Text shown:
--- --- ---

# My Black TE37's - Rays via Newera :)



## Initial P! (Oct 27, 2009)

Finally got delivery of my new rims after a lengthy (but worthwhile) wait due to having them done to special order by Rays via the guys at Newera. Thanks to Miguel and Matt :thumbsup:


































Really chuffed with these and can't wait to get them on and super turismo's off:squintdan
Just need to get the suspension sorted and eventually get it sitting as below:smokin:


----------



## Trev (Nov 1, 2003)

Gotta say, they are STUNNING!!! :smokin:

Is the picture of your car your current wheels? They look good too :thumbsup:


----------



## Initial P! (Oct 27, 2009)

Trev said:


> Gotta say, they are STUNNING!!! :smokin:
> 
> Is the picture of your car your current wheels? They look good too :thumbsup:


Cheers. It's so tempting to open the box and just look at them!:chuckle:
No, thats not my car - that's just the stance i'm after. That belonged to JM Imports. Those wheels look rather tasty too!


----------



## agent-x (Jul 26, 2008)

there awesome mate

how much did they set you back if you dont mind me asking


----------



## Wills_GunR33 (May 16, 2009)

They are going to look superb. good work.
What are you doing with your old wheels?


----------



## Zed Ed (Oct 24, 2007)

almost a shame to put them on

very nice and I'll keep a look out for you


.

--- --- ---

Complete the following:
1. Reproduce the part of the wheel thread between "Cheers. It's so" and "(Jul 26, 2008)", inclusive.
2. Gather every line of the entries that contains the word "pavement", paying attention to case.

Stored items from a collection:
--- --- ---

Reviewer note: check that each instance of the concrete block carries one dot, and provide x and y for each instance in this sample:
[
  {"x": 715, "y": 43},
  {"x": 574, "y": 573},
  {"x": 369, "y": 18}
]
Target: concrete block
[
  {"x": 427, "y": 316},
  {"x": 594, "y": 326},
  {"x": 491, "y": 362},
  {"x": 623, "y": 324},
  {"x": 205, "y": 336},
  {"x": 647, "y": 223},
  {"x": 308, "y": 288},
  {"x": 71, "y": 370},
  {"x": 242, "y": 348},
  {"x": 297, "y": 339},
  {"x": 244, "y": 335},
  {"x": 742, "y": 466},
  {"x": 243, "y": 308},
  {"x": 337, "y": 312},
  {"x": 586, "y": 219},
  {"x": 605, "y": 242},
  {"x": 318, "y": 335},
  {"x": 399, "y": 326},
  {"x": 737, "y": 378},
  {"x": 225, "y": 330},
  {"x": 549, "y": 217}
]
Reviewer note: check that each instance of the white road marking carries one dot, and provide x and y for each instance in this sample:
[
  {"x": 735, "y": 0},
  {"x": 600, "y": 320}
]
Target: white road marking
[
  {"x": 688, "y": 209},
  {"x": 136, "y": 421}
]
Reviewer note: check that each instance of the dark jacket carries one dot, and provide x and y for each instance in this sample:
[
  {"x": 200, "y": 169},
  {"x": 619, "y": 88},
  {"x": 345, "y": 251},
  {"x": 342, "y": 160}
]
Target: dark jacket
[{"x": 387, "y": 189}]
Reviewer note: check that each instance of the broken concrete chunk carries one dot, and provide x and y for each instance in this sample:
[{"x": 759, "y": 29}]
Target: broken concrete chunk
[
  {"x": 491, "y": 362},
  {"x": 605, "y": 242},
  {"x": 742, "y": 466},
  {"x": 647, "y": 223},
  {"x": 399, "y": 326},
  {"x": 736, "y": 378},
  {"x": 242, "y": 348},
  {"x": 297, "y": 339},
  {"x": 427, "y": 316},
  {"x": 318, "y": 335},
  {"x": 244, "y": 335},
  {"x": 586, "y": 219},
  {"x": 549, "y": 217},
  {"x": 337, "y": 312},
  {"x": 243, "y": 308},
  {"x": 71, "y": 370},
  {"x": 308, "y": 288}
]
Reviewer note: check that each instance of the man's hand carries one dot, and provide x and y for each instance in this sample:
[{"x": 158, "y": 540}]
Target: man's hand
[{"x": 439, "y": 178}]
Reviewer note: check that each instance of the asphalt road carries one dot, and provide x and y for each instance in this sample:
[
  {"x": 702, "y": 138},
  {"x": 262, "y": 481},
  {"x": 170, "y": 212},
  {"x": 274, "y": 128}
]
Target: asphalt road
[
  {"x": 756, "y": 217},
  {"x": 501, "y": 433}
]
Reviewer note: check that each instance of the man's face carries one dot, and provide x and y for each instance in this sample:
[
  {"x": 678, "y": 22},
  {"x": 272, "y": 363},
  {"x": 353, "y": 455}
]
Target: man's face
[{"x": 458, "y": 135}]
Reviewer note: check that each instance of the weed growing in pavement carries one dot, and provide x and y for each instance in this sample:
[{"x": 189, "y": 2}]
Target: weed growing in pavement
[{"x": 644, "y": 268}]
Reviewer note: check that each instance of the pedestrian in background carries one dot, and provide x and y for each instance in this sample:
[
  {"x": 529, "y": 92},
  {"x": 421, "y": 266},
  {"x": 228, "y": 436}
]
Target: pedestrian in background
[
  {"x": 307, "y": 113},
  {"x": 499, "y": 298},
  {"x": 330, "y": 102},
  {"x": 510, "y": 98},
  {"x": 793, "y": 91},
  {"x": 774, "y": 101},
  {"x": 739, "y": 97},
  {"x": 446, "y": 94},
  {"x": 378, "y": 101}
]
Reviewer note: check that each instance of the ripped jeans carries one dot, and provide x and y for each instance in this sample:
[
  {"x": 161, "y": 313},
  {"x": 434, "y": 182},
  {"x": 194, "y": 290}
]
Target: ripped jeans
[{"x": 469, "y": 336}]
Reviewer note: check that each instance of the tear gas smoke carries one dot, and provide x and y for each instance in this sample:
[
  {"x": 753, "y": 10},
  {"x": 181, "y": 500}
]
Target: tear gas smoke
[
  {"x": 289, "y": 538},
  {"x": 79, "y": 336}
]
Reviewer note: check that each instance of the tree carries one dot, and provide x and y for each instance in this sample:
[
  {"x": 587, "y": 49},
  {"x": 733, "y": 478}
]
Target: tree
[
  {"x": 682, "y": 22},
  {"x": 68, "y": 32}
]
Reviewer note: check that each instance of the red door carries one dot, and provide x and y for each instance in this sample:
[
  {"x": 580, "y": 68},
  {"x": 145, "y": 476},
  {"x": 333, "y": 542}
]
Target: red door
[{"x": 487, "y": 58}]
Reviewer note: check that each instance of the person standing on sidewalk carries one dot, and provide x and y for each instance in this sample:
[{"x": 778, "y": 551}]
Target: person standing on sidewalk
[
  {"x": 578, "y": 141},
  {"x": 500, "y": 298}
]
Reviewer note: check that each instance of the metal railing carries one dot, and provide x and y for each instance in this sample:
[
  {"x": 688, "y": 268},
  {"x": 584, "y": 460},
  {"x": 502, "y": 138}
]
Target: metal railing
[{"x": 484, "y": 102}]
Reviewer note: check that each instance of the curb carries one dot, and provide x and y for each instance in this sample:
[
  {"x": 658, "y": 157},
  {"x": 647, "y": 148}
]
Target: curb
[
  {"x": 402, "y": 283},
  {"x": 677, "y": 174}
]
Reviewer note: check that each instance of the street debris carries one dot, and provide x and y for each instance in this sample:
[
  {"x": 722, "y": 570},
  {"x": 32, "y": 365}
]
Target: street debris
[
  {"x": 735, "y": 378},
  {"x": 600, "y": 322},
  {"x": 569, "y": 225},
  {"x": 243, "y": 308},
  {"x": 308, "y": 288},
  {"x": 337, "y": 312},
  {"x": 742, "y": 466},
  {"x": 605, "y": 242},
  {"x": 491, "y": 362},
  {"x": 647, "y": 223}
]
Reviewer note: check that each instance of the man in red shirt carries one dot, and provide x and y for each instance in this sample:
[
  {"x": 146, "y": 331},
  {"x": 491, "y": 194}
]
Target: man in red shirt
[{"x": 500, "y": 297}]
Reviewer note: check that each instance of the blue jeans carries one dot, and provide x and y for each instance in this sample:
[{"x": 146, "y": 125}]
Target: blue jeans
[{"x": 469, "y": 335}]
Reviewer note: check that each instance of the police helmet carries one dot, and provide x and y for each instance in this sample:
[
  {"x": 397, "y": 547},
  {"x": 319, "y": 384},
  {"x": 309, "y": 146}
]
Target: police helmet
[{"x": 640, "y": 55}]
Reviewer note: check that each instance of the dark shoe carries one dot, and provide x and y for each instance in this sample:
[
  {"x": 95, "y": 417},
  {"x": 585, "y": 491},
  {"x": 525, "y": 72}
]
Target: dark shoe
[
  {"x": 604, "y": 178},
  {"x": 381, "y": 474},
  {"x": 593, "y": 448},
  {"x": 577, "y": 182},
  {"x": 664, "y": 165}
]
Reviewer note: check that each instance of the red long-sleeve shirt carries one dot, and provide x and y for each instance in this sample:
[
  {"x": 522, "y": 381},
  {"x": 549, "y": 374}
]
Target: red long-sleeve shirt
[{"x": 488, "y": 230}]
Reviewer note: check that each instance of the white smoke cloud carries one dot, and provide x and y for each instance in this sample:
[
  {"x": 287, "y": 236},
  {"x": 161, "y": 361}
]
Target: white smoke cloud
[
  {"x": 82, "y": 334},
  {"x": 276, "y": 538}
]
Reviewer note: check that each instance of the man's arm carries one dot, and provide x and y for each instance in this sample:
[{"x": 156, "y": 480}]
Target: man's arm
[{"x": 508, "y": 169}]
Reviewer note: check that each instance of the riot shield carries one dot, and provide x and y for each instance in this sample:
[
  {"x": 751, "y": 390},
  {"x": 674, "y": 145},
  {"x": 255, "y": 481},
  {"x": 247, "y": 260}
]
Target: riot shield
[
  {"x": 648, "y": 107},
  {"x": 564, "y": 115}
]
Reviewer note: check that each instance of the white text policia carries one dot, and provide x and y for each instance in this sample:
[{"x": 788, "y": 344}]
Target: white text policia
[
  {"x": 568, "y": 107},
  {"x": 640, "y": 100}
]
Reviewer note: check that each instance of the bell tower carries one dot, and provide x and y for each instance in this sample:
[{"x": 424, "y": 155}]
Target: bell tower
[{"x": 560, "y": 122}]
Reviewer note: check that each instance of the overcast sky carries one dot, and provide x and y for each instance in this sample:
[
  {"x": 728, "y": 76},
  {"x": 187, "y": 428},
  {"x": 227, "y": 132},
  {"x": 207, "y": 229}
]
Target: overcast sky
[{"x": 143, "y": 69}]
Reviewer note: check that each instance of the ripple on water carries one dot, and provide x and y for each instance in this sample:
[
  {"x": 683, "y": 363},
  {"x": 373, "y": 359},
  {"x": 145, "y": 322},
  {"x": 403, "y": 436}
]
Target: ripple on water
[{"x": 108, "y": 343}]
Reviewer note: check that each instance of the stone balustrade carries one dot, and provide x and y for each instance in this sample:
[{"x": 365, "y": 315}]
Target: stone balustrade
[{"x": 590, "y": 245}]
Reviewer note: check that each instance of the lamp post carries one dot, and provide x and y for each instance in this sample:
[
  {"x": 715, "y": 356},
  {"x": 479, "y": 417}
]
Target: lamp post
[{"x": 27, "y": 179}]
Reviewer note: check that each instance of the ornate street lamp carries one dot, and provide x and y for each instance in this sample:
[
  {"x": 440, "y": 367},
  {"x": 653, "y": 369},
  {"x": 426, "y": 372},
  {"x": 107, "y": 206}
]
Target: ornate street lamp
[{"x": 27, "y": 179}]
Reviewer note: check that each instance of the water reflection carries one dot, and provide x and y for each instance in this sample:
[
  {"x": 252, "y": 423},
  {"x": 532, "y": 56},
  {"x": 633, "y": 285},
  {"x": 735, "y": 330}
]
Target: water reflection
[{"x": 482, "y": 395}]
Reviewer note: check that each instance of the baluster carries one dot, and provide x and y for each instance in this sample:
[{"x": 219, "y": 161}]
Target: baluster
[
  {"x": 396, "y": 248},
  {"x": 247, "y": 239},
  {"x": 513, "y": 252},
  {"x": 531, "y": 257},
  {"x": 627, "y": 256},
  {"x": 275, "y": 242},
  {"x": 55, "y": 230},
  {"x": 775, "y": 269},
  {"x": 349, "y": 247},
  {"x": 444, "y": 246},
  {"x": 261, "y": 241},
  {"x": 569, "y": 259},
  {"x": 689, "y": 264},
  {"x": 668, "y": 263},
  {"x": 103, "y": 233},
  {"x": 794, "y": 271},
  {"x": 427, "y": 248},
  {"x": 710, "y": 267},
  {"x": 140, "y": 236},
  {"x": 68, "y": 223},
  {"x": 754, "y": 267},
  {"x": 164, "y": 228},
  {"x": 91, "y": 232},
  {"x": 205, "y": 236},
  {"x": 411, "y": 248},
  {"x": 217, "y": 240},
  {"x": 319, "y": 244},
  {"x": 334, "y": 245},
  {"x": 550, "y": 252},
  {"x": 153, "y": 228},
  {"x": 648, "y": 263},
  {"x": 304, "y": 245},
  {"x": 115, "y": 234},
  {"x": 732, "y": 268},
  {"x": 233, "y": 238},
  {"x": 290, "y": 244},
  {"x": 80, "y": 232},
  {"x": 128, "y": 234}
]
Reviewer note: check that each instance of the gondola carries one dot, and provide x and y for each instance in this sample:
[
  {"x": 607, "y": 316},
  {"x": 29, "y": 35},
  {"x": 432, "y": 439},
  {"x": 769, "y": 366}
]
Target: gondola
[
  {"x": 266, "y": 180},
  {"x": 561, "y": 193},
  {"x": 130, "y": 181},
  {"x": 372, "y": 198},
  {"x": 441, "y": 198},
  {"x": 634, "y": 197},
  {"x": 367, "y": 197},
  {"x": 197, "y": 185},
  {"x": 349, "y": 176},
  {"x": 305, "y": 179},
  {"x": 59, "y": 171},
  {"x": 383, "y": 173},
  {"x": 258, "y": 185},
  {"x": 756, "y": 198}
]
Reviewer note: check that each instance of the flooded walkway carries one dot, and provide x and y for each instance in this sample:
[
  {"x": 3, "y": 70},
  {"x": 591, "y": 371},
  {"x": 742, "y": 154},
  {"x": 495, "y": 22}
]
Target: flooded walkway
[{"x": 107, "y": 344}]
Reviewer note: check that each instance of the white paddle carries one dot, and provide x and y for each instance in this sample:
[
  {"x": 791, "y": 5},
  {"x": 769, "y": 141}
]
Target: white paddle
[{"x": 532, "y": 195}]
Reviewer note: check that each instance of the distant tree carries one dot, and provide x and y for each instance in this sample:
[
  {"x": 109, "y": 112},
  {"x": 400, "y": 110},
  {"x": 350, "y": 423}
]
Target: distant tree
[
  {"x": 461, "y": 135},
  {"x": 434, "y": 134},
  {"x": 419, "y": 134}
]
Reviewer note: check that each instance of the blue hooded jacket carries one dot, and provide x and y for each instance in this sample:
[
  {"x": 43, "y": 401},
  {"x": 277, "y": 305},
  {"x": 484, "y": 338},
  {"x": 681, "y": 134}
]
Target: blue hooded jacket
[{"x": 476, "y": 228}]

--- --- ---

Results of the tasks:
1.
Cheers. It's so tempting to open the box and just look at them!:chuckle:
No, thats not my car - that's just the stance i'm after. That belonged to JM Imports. Those wheels look rather tasty too!


----------



## agent-x (Jul 26, 2008)

2.
Reviewer note: check that each instance of the weed growing in pavement carries one dot, and provide x and y for each instance in this sample:
Target: weed growing in pavement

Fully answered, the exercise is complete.